## EXCERPT

________

Tuesday, January 28, 2014

Geometry Problem 969: Equilateral Triangle, Rectangle, Common Vertex, Right Triangles Areas

Geometry Problem
Level: Mathematics Education, High School, Honors Geometry, College.

Click the figure below to view the complete problem 969.

Online Geometry Problem 969: Equilateral Triangle, Rectangle, Common Vertex, Right Triangles Areas

13 comments:

  1. Let z(P) be the complex number representing P.
    Let z(C)=0, z(B)=−a, z(E)=−a−bi.

    Then
    z(F) = (−a−bi)(1/2 + √3/2 i) = (−1/2 a + √3/2 b) + (−√3/2 a − 1/2 b)i
    z(D) = (−√3/2 a − 1/2 b)i
    z(A) = −a + (−√3/2 a − 1/2 b)i

    Thus
    BC = a
    BE = b
    AE = √3/2 a − 1/2 b
    DF = 1/2 a − √3/2 b
    AF = 1/2 a + √3/2 b
    CD = √3/2 a + 1/2 b

    S₁ = 1/2 × AE × AF = √3/8 (a^2 − b^2) + 1/4 ab
    S₂ = 1/2 × BC × BE = 1/2 ab
    S₃ = 1/2 × CD × DF = √3/8 (a^2 − b^2) − 1/4 ab

    Hence,
    S₁ = S₂ + S₃

    ReplyDelete
  2. Use the area formula of triangle:
    A=c^2/(2[cotA+cotB])

    In this case, c^2/2 cancel out of the equation S2+S3=S1. What we are left with is a simple trigonometric identity which is always true.

________

## COLLECTED DATA

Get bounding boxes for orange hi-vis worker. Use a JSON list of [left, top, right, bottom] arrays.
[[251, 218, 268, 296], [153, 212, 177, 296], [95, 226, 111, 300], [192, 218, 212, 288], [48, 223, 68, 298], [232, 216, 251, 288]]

________

## SET EXERCISE 1
In the geometry problem 969 thread, what relation among S₁, S₂ and S₃ does the first comment conclude?
## SET EXERCISE 2
Please continue the geometry problem 969 thread from the point where it stops.

## EXERCISE OUTPUT 1
S₁ = S₂ + S₃

## EXERCISE OUTPUT 2
    ReplyDelete
  3. Please if you want explain it more.
    than you.

    ReplyDelete
  4. using trigonometry should always be the last resort. There must be another, direct, proof, using geometric reasoning.

    ReplyDelete
  5. Fie E(0,e),F(f,o)atunci C(f/2+e√3/2; e/2+f√3/2)pentru a arata ca S₁ = S₂ + S₃ trebuie sa aratam ca
    AE.AF=FD.CD+BE.BC adica ef= (f/2+e√3/2-f)(e/2+f√3/2)+(e/2+f√3/2-e)(f/2+e√3/2) care este adevarata

    ReplyDelete
  6. Think about pythagoras triangle BEC and DFC

    ReplyDelete
  7. i think their might be wrong in the question'

    ReplyDelete
  8. Triangles EBC and FDC are congruent (RHS congruency)
    => BE = FD = x let, AE = AF = a − x where a is length of the side of square ABCD.
    By Pythagoras Theorem, S2 + S3 = ax/2 + ax/2 = ax
    S1 = (1/2)(a − x)^2

    Now notice that EF = CF = CE
    so (a − x)^2 + (a − x)^2 = a^2 + x^2
    so (a − x)^2 = 2ax
    so (1/2)(a − x)^2 = ax
    => S1 = S2 + S3

    ReplyDelete
    Replies
    1. To Abdul Problem 969:
      Please more details to your first statement:
      Triangles EBC and FDC are congruent (RHS congruency)
      Thanks

      Delete
  9. BC = CD, CE = CF, m(EBC) = 90° = m(FDC)

    ReplyDelete
    Replies
    1. To Abdul: In your statement BC = CD
      ABCD is a rectangle (not necessary a square) therefore BC is not equal CD
      Thanks.

      Delete
  10. Is there a simple geometric proof for this Antonio?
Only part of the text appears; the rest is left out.